▶ Study questions
1. According to the conference reflections, in what city was the UPCEA Annual Conference held?
2. Print the part of the conference reflections starting with "Similar to the" and going on through "and learners deserve.".

▶ Excerpt provided

/---

Flexibility & community: UPCEA Annual Conference reflections

By Andreina Bloom Parisi-Amon

April 20, 2022

I just returned from the UPCEA Annual Conference in Orlando, FL which brought together thought leaders and practitioners in the field of professional, continuing, and online education. This is the first conference I’ve attended live post-pandemic lockdown; it felt so great to be back in person with an intentional learning community. It was great to hug people I hadn’t seen in years, and connect with new peers through serendipitous encounters, which evolved into shared meals, new learnings, and now, relationships. 

As I’ve settled back into my work-from-home routine, processing the keynotes, sessions, and networking conversations, one phrase continues to resonate loudly in my mind: flexibility with the community. Paul LeBlanc, President at Southern New Hampshire University, said (and I am paraphrasing), “Students want to be in an intentional learning community. They also want flexibility in how they access their learning. We’re never going to see ‘the classroom’ on a list of ‘high impact interventions’ …” The reason this resonates with me is that we shouldn’t unnecessarily couple community and flexibility in limiting ways.

Similar to the (concurrent) “Let’s Not Reomantize 2019 for Online Learning” conversation Phil Hill and Joe Moreau had at OLC Innovate 2022 I found that while there are a few institutions looking back with rose-colored glasses, aiming to “go back to normal, and the way it was,” most sessions were full of caring professionals all asking variations of the same questions: How do we support our (tired) faculty in not just reacting to the situation, but evolving through what we’ve learned? How do we create an evolving learning environment to meet our students where they are, and where they will be? 

I’d like to think it’s an easy solve, but I know it’s not. What follows are the top three needs I took away from conversations last week, towards the goal of designing an agile, flexible learning experience both instructors and learners deserve.

      1. Courage. It’s time to reimagine our use of physical spaces. So much has been invested on many of our campuses to create space where people want to gather, where they palpably see and feel their belonging. This is still critical, and perhaps even more so than before, as the loneliness sparked by the last two years has highlighted. Let's remember those who experience intermittent isolation even outside of a pandemic. How do we reimagine how and when these spaces are used? Do we all need to be on campus every day? How much time and how do we spend that time together to create relationships that can be strengthened by connecting online without time constraints? 

      2. Integration and infrastructure across solutions. The most thoughtful teaching and learning experts I spoke with are carefully vetting potential technologies, so faculty don’t have to. They’re thinking not only about its particular use, but how it connects with their current and future systems, and how they will support faculty in adoption and mastery development. Institutional communities that come together to develop the best way to support their learners, which will be different for each institution, are able to more efficiently and effectively adopt (or reject) and benefit from new technologies, structures, and processes. 

      3. Technology that develops alongside you. Live online. Hybrid. Asynch. Each institution is at a different place in terms of where they are today, where they want to go, and the path and timeline they will take. Instead of one size fits all, it’s what fits today, and their vision of growth. For many, this is a current move from emergency remote teaching to intentional online learning in their current live synchronous options, building community in the classroom but not only in the physical classroom. This is also an eye to expanded hybrid and hyflex options, as well as building and updating asynchronous and self-paced offerings to meaningfully serve learners across the spectrum of flexibility -- without defaulting to flexible = alone.

      4. Bonus. When you have to mask, make it match. IYKYK ;)

Thank you to the entire UPCEA community for a week of learning and connection. I’m excited to build the future with you; one in which learners learn with and through their peers, with flexibility and inclusivity for schedule, geography, and changing personal needs.

\---

(Point-per-instance localization data)
/---

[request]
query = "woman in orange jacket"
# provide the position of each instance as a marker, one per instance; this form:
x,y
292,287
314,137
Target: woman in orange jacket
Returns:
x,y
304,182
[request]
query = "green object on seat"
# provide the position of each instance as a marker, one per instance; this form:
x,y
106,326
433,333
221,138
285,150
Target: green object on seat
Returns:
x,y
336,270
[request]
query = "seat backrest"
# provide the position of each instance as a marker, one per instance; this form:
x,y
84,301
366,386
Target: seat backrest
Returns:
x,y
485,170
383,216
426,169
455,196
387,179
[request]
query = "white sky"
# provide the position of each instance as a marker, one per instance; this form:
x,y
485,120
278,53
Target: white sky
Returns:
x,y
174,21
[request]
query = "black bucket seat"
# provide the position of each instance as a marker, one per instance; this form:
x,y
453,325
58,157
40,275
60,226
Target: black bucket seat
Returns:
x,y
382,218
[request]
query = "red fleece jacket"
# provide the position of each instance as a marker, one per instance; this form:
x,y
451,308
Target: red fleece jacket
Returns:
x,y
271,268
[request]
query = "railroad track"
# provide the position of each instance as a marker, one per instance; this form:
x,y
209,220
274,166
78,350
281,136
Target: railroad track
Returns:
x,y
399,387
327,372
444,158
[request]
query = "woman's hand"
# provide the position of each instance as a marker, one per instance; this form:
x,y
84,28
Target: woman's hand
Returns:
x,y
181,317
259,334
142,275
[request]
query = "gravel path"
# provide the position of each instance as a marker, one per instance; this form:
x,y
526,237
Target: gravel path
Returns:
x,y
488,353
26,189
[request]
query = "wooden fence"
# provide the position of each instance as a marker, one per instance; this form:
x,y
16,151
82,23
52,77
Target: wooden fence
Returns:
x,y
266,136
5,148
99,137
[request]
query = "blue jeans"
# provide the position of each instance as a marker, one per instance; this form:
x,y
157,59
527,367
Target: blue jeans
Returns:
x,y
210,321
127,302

\---

▶ Expected outputs
1. Orlando, FL

2.
Similar to the (concurrent) “Let’s Not Reomantize 2019 for Online Learning” conversation Phil Hill and Joe Moreau had at OLC Innovate 2022 I found that while there are a few institutions looking back with rose-colored glasses, aiming to “go back to normal, and the way it was,” most sessions were full of caring professionals all asking variations of the same questions: How do we support our (tired) faculty in not just reacting to the situation, but evolving through what we’ve learned? How do we create an evolving learning environment to meet our students where they are, and where they will be? 

I’d like to think it’s an easy solve, but I know it’s not. What follows are the top three needs I took away from conversations last week, towards the goal of designing an agile, flexible learning experience both instructors and learners deserve.